Problem to solve
Here are the records. Print them all exactly.
══ Records for the exercise
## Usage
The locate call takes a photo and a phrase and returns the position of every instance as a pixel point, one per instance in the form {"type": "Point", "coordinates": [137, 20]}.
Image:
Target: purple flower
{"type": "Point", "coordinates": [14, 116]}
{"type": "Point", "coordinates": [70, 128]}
════
Your solution
## Usage
The locate call takes a photo and a phrase and returns the position of every instance as a pixel point, one per instance in the form {"type": "Point", "coordinates": [137, 20]}.
Image:
Target: purple flower
{"type": "Point", "coordinates": [14, 116]}
{"type": "Point", "coordinates": [70, 128]}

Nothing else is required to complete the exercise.